Run reporting#

This script demonstrates how to report the optimization process using the AutoIntent library.

[1]:
search_space = [
    {
        "node_type": "embedding",
        "target_metric": "retrieval_hit_rate",
        "search_space": [
            {
                "module_name": "retrieval",
                "k": [10],
                "embedder_config": ["avsolatorio/GIST-small-Embedding-v0", "sergeyzh/rubert-tiny-turbo"],
            }
        ],
    },
    {
        "node_type": "scoring",
        "target_metric": "scoring_roc_auc",
        "search_space": [
            {"module_name": "knn", "k": [1, 3, 5, 10], "weights": ["uniform", "distance", "closest"]},
            {"module_name": "linear"},
            {
                "module_name": "dnnc",
                "cross_encoder_config": ["cross-encoder/ms-marco-MiniLM-L6-v2"],
                "k": [1, 3, 5, 10],
            },
        ],
    },
    {
        "node_type": "decision",
        "target_metric": "decision_accuracy",
        "search_space": [{"module_name": "threshold", "thresh": [0.5]}, {"module_name": "argmax"}],
    },
]

Load Data#

Let us use small subset of popular clinc150 dataset:

[2]:

from autointent import Dataset dataset = Dataset.from_hub("DeepPavlov/clinc150_subset")
/home/runner/work/AutoIntent/AutoIntent/.venv/lib/python3.12/site-packages/tqdm/auto.py:21: TqdmWarning: IProgress not found. Please update jupyter and ipywidgets. See https://ipywidgets.readthedocs.io/en/stable/user_install.html
  from .autonotebook import tqdm as notebook_tqdm

Start Auto Configuration#

[3]:
from autointent import Pipeline

pipeline_optimizer = Pipeline.from_search_space(search_space)

Reporting#

Currently supported reporting options are:

  • tensorboard

  • wandb

[4]:
from autointent.configs import LoggingConfig
from pathlib import Path

log_config = LoggingConfig(
    run_name="test_tensorboard", report_to=["tensorboard"], project_dir=Path("my_projects"), dump_modules=False
)

[Entries from a pointing dataset]
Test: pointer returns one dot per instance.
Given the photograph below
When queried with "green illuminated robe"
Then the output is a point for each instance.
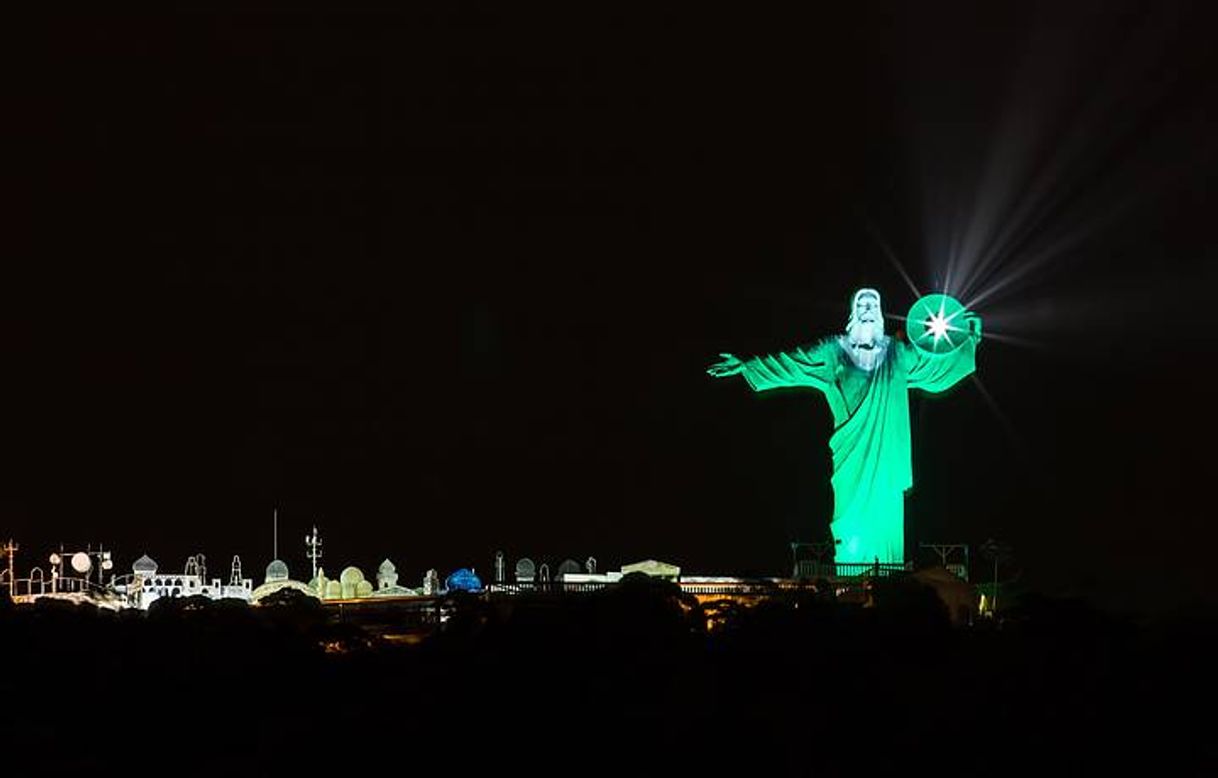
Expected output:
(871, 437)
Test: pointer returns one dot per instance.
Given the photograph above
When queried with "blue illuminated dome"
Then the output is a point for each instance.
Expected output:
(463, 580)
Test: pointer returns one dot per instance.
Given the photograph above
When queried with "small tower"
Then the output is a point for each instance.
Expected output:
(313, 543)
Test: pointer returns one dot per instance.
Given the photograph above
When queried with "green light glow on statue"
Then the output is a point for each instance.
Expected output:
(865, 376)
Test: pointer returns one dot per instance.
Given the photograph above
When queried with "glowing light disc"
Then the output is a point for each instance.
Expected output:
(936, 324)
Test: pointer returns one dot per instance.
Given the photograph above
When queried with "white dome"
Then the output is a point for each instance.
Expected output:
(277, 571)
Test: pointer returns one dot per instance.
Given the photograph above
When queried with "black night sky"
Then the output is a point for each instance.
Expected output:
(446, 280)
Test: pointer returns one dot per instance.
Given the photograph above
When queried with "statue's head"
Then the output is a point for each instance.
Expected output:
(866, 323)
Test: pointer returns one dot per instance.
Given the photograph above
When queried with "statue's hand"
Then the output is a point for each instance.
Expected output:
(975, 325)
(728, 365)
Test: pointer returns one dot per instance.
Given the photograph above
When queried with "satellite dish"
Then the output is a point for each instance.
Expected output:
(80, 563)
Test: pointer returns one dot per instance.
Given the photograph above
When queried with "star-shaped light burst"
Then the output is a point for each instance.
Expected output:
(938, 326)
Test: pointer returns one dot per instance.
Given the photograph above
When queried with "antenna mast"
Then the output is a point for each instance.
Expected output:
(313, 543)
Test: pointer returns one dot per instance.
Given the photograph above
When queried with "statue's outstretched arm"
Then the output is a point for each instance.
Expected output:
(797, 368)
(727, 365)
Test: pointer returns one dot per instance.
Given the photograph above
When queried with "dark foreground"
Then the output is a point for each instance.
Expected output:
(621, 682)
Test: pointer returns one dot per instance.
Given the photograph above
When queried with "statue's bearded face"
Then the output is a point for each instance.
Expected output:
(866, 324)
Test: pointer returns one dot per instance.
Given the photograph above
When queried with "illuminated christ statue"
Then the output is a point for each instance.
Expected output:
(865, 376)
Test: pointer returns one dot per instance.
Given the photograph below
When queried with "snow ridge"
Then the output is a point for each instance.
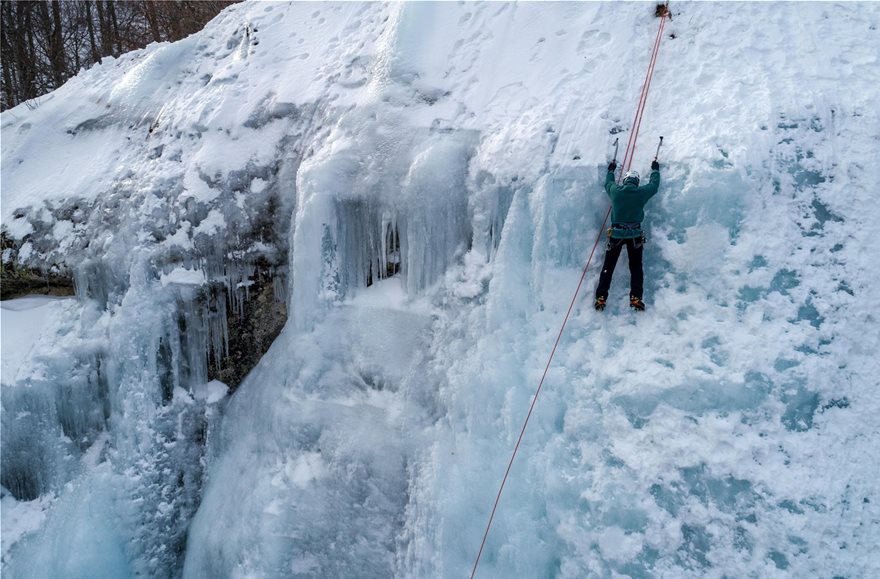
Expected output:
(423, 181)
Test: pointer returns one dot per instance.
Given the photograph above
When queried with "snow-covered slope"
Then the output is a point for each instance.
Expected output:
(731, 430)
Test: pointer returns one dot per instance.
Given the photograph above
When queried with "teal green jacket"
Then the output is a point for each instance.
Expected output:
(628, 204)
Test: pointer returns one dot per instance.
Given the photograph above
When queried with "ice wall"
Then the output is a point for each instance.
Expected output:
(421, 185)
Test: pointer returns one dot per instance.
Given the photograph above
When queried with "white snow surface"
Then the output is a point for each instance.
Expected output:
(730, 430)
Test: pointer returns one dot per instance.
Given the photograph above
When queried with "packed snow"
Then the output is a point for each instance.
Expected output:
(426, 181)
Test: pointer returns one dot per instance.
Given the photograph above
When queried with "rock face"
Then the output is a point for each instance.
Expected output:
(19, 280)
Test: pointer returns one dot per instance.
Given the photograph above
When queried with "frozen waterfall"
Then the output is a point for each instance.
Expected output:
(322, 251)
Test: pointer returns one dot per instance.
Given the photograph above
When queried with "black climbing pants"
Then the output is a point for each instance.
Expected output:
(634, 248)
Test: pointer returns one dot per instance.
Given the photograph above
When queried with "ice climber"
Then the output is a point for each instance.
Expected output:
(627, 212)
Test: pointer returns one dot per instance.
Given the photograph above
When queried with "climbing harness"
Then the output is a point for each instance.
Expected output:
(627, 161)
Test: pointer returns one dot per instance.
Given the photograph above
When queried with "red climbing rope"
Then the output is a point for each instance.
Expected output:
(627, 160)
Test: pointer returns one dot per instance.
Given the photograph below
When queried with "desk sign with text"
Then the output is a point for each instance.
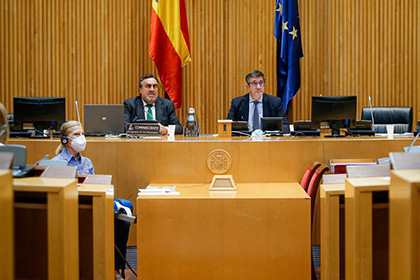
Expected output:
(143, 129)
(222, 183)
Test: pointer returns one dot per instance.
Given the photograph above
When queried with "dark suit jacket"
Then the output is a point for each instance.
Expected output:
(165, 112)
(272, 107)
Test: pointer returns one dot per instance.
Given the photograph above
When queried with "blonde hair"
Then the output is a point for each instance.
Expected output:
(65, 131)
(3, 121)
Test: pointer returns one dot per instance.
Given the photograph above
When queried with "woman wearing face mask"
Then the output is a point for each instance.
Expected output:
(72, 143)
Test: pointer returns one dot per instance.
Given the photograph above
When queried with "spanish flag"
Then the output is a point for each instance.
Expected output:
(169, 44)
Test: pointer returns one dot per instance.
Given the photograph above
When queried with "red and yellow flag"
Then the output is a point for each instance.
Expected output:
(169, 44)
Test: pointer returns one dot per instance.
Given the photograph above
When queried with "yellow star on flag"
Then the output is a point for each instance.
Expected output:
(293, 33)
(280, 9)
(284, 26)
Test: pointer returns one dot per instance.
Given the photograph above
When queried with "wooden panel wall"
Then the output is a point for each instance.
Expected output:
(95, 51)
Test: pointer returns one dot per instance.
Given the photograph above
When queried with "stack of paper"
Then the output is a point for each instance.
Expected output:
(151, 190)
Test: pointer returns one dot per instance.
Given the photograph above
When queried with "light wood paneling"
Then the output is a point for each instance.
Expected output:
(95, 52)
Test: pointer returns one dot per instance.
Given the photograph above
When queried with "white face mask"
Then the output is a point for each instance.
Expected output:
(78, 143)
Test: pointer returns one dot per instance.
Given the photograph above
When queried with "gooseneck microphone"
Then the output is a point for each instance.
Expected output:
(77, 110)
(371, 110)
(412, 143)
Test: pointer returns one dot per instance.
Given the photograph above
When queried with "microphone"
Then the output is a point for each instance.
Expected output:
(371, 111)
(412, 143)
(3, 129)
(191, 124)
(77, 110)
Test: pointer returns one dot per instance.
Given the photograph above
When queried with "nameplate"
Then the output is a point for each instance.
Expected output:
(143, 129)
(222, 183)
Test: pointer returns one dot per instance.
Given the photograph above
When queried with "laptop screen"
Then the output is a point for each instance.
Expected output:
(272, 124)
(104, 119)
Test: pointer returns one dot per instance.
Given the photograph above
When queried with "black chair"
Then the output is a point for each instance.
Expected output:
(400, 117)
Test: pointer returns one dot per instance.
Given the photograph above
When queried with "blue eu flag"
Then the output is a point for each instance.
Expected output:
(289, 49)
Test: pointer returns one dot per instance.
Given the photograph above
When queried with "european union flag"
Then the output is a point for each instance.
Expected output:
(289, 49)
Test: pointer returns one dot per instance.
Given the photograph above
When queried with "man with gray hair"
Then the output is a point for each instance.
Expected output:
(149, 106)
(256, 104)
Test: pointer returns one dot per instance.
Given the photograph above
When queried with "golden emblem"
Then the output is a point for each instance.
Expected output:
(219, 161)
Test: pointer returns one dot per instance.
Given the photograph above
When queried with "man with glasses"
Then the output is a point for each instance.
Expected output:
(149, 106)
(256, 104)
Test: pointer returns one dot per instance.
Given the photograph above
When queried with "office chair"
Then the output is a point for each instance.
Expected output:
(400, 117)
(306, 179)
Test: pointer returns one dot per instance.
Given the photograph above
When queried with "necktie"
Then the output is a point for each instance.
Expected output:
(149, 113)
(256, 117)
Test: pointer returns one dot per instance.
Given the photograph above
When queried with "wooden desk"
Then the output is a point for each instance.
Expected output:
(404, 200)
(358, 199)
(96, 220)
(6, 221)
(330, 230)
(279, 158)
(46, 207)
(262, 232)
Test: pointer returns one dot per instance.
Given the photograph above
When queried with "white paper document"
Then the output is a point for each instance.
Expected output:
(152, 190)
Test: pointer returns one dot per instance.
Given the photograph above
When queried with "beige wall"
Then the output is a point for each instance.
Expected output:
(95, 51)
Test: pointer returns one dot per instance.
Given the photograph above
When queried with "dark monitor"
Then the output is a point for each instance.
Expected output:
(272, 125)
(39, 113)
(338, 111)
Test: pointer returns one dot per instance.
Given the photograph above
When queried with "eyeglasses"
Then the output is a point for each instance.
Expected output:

---

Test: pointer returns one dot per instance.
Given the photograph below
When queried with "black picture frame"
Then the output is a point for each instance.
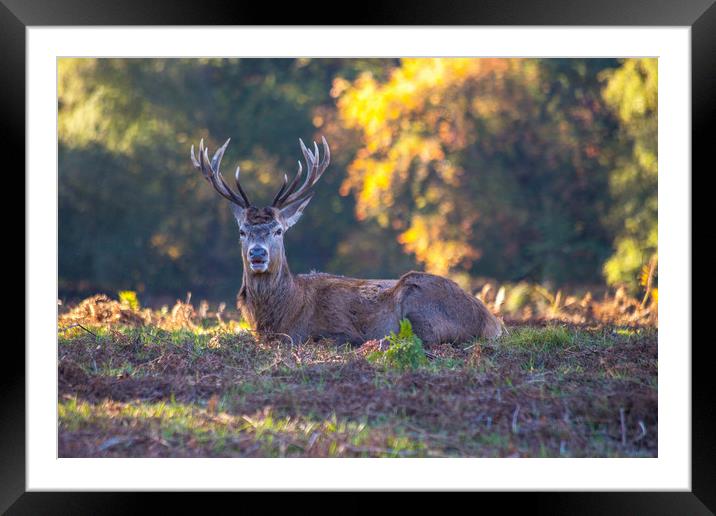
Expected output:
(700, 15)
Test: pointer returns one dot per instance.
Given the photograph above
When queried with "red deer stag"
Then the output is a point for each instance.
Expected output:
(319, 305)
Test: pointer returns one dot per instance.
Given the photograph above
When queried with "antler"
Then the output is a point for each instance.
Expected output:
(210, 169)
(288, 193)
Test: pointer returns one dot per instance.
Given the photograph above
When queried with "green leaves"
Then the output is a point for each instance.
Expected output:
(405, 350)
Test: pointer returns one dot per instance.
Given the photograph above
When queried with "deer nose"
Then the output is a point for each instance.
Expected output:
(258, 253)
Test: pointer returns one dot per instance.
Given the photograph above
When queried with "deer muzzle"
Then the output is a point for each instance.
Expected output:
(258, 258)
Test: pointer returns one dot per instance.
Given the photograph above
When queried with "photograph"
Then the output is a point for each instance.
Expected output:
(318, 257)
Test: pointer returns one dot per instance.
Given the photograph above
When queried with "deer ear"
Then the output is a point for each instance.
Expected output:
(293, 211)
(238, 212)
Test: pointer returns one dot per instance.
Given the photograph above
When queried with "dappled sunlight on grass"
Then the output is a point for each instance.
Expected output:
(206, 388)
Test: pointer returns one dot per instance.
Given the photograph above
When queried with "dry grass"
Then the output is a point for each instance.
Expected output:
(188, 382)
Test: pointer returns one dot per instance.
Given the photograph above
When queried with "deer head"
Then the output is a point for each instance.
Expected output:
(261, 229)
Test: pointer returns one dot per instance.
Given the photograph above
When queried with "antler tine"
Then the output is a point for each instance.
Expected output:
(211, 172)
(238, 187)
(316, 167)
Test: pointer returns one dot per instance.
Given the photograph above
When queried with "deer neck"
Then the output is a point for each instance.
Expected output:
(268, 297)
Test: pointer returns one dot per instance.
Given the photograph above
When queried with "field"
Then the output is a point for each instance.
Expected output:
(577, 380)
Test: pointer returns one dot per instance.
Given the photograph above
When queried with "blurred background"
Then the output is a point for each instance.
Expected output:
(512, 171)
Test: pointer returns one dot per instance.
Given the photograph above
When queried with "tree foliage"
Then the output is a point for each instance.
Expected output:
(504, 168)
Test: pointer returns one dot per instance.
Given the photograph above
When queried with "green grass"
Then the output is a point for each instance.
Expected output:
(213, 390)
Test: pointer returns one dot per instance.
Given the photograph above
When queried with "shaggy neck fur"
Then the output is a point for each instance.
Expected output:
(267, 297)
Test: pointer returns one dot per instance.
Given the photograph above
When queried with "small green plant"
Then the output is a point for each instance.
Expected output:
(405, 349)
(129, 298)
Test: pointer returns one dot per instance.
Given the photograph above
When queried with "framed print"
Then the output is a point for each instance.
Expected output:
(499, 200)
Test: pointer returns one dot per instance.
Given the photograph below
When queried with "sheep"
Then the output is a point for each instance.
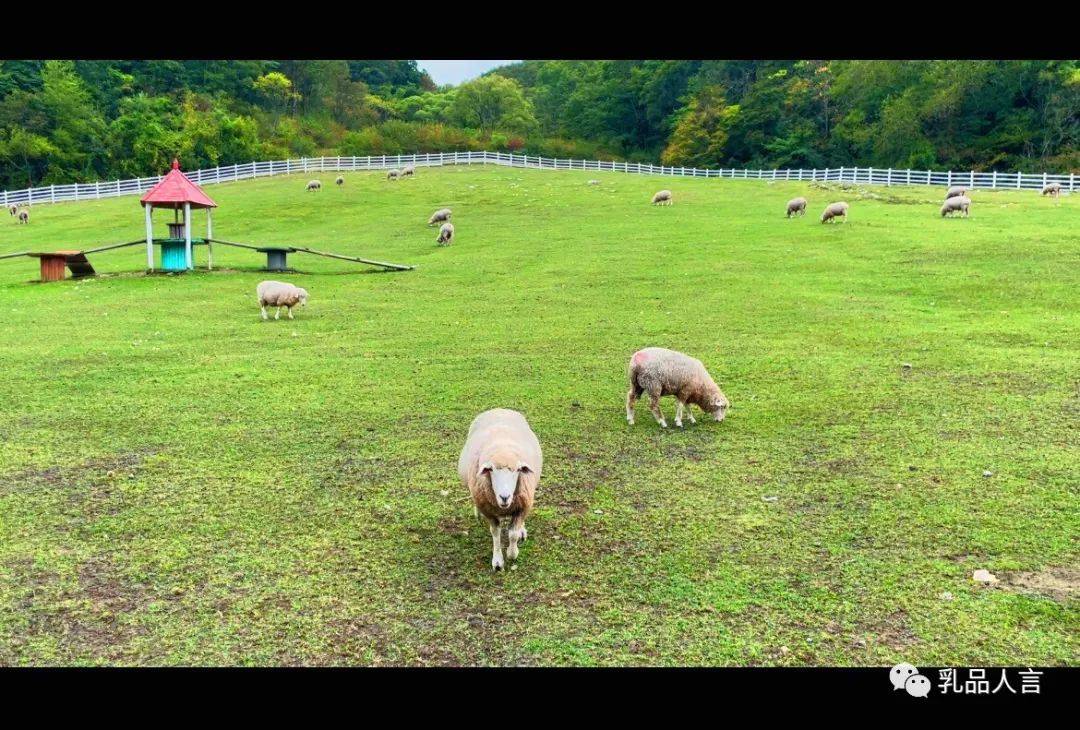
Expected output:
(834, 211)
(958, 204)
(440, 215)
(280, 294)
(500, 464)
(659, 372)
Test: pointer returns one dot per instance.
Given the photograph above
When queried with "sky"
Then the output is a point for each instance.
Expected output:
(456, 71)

[Short problem 1] Duplicate the passage of the run reporting page starting with "Let us use small" and going on through "pipeline_optimizer = Pipeline.from_search_space(search_space)".
[Short problem 2] What are all the module names given in the search space on the run reporting page?

[Exercise result 1]
Let us use small subset of popular clinc150 dataset:

[2]:

from autointent import Dataset dataset = Dataset.from_hub("DeepPavlov/clinc150_subset")
/home/runner/work/AutoIntent/AutoIntent/.venv/lib/python3.12/site-packages/tqdm/auto.py:21: TqdmWarning: IProgress not found. Please update jupyter and ipywidgets. See https://ipywidgets.readthedocs.io/en/stable/user_install.html
  from .autonotebook import tqdm as notebook_tqdm

Start Auto Configuration#

[3]:
from autointent import Pipeline

pipeline_optimizer = Pipeline.from_search_space(search_space)

[Exercise result 2] retrieval, knn, linear, dnnc, threshold, argmax